### TEXT EXTRACT
======

Update to head following fixes in dependent revisions.
Updated description. Clang-format.
[Still a few items remaining to address]

asbirlea updated this revision to Diff 116086.Sep 20 2017, 2:59 PM

Replace creation of alias sets for promotion with non-recursive method.
There is no gain here compared with AST as long as we have to create these sets (i.e. fit into the current pattern for promotion), and this implementation is more legible and easier to add a threshhold.

Remaining issue in this patch: Resolve what is the best approach to have MemorySSA as a dependency for LICM (before all Loop passes preserve MemorySSA, and without splitting the loop pass pipeline)
Currently failing tests due to this issue:
unittests/Transforms/Scalar/ScalarTests/LoopPassManagerTest
Transforms/LoopUnroll/unroll-loop-invalidation.ll

asbirlea edited the summary of this revision. (Show Details)Sep 20 2017, 3:02 PM
asbirlea edited the summary of this revision. (Show Details)Sep 20 2017, 3:09 PM
asbirlea edited the summary of this revision. (Show Details)Sep 20 2017, 3:12 PM
asbirlea edited the summary of this revision. (Show Details)Sep 20 2017, 3:48 PM
asbirlea edited the summary of this revision. (Show Details)Sep 20 2017, 3:52 PM
asbirlea updated this revision to Diff 116281.Sep 21 2017, 3:20 PM

Remove MemorySSA as the default for LICM. All tests passing.
The default remains the Alias Set Tracker with the current state of the patch.
MemorySSA is still built, but never invalidated or used(!). It is only preserved by LICM
when LICMwMSSA is set to true which causes unittests/Transforms/Scalar/LoopPassManagerTest.cpp to fail.

As such, the patch in its current state:

  • adds most of (all?) the functionality to use MemorySSA in LICM.
  • does not enable any of this functionality
  • it is *not* a NFC, since MemorySSA is added as a Loop dependency and built, so there may be some added overhead.
asbirlea edited the summary of this revision. (Show Details)Sep 21 2017, 3:26 PM
sanjoy requested changes to this revision.Sep 26 2017, 5:42 PM

I have added some generic style comments.

As discussed in person, I think we should split out the MemorySSAAliasSets class, and add some targeted unit tests.

Please also add a comment describing the algorithm at a high level.

include/llvm/Analysis/MemorySSAAliasSets.h
10 ↗(On Diff #107731)

s/enablei/enable/

49 ↗(On Diff #107731)

The whitespace is a bit off here (clang-format?).

98 ↗(On Diff #107731)

You probably should split this out into header and a .cpp -- that way telling the interface apart from the implementation will become easier.

======

### DIRECTION
Carry on the code review thread about using MemorySSA in LICM from the point where it stops.

### DATASET

======

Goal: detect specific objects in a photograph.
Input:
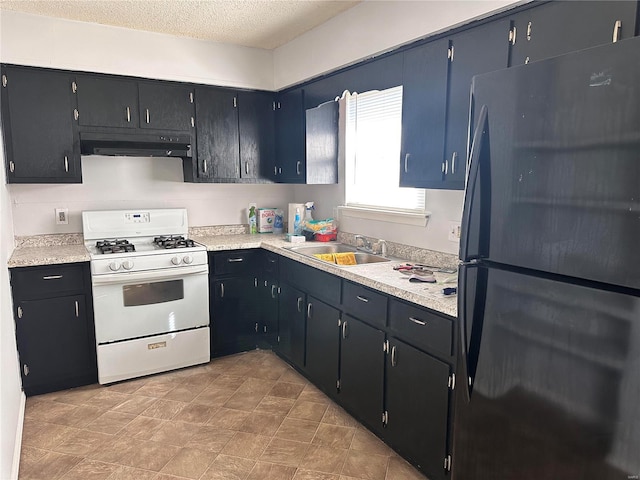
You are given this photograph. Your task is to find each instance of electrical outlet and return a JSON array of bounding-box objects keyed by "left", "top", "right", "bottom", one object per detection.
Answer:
[
  {"left": 448, "top": 222, "right": 460, "bottom": 242},
  {"left": 56, "top": 208, "right": 69, "bottom": 225}
]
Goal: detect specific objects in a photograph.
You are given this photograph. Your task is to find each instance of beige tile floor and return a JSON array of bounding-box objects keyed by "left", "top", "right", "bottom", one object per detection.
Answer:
[{"left": 19, "top": 350, "right": 425, "bottom": 480}]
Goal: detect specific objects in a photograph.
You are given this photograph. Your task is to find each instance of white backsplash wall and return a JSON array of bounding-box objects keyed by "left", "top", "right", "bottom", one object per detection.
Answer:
[{"left": 8, "top": 156, "right": 293, "bottom": 236}]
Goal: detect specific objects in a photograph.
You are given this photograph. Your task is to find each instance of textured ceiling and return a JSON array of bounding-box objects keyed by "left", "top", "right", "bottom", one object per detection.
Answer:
[{"left": 0, "top": 0, "right": 360, "bottom": 50}]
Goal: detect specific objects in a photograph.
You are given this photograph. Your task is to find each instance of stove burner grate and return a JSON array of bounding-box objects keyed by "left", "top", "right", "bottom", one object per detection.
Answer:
[
  {"left": 96, "top": 238, "right": 136, "bottom": 253},
  {"left": 153, "top": 235, "right": 195, "bottom": 249}
]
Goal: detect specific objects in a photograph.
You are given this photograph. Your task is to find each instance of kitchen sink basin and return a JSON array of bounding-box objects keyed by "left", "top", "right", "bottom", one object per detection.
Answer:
[{"left": 287, "top": 243, "right": 389, "bottom": 267}]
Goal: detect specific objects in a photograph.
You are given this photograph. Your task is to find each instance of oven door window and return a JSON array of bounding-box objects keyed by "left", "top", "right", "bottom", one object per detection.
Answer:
[{"left": 122, "top": 279, "right": 184, "bottom": 307}]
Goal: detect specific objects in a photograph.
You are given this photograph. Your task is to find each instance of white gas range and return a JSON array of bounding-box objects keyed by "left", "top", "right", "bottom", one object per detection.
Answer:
[{"left": 82, "top": 209, "right": 210, "bottom": 384}]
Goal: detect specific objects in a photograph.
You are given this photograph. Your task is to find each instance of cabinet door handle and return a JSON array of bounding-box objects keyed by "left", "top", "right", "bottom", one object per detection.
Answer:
[
  {"left": 613, "top": 20, "right": 622, "bottom": 43},
  {"left": 509, "top": 25, "right": 517, "bottom": 45}
]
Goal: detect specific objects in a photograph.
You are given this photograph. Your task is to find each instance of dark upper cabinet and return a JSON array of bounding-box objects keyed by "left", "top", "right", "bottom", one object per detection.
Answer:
[
  {"left": 138, "top": 82, "right": 194, "bottom": 132},
  {"left": 2, "top": 65, "right": 82, "bottom": 183},
  {"left": 441, "top": 19, "right": 509, "bottom": 190},
  {"left": 400, "top": 39, "right": 450, "bottom": 188},
  {"left": 273, "top": 89, "right": 306, "bottom": 183},
  {"left": 196, "top": 87, "right": 240, "bottom": 179},
  {"left": 238, "top": 91, "right": 276, "bottom": 180},
  {"left": 383, "top": 337, "right": 450, "bottom": 480},
  {"left": 76, "top": 75, "right": 139, "bottom": 128},
  {"left": 509, "top": 1, "right": 638, "bottom": 66}
]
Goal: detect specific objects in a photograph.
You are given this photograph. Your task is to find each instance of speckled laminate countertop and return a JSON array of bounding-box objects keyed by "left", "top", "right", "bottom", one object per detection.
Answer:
[
  {"left": 8, "top": 232, "right": 457, "bottom": 317},
  {"left": 193, "top": 234, "right": 457, "bottom": 317}
]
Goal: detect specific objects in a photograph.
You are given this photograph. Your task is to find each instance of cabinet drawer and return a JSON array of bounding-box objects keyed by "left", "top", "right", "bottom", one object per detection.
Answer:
[
  {"left": 342, "top": 282, "right": 387, "bottom": 327},
  {"left": 389, "top": 300, "right": 453, "bottom": 356},
  {"left": 11, "top": 264, "right": 85, "bottom": 300},
  {"left": 209, "top": 250, "right": 256, "bottom": 275},
  {"left": 280, "top": 259, "right": 341, "bottom": 305}
]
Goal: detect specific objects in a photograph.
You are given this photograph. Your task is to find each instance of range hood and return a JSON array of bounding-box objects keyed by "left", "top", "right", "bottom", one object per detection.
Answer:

======

### RESULT BELOW
include/llvm/Support/Debug.h
102

I'd prefer to spell this out as UseLICMWithMSSA.

include/llvm/Transforms/Scalar/LoopPassManager.h
350

LLVM style is to avoid braces around single line statements like this.

include/llvm/Transforms/Utils/MemorySSAAliasSets.h
11

s/enablei/enable/

29

Opening namespaces in headers is against LLVM style.

35

I'd prefer having these under accessors.

44

I'm not sure about the name -- how about MustAliasSet? The "single" part is implied by the fact that the name is singular, and this is semantically a "set" and not a "vec".

55

You probably don't need the CanNeverPromote(false) bit.

59

This will be a line shorter without an early return.

87

These need to be cl::opt s

You should also split this header into a .cpp file (and put the cl::opt s in that .cpp file).

91

You should use LLVM_ENABLE_DUMP and LLVM_DUMP_METHOD for this. See the definition and declaration of e.g. DominanceFrontierWrapperPass::dump()

97

Can be a ternary. Same for loopContains

113

I'd structure this as:

if (MemLocI)
  return AA->alias(MemLocI.getValue(), MemLocJ);
// Rest of the code
248

In loopContains you've handled the case where L is nullptr, but you've not done the same here.

254

Can this be for (auto &Acc : *Accesses)?

261

You can do:

if (const auto *Use = dyn_cast_or_null<MemoryUse>(&Acc))
  addToAliasSets(Use);

also, the second if can be an else if.

285

Can you please give this a more obvious name, like replaceMemoryLocation?

Also, the name LoadI is misleading -- it isn't the load instruction, but it is the memory location, right?

This revision now requires changes to proceed.Sep 26 2017, 5:42 PM
asbirlea abandoned this revision.Apr 2 2019, 11:59 AM

Stale, no longer applies.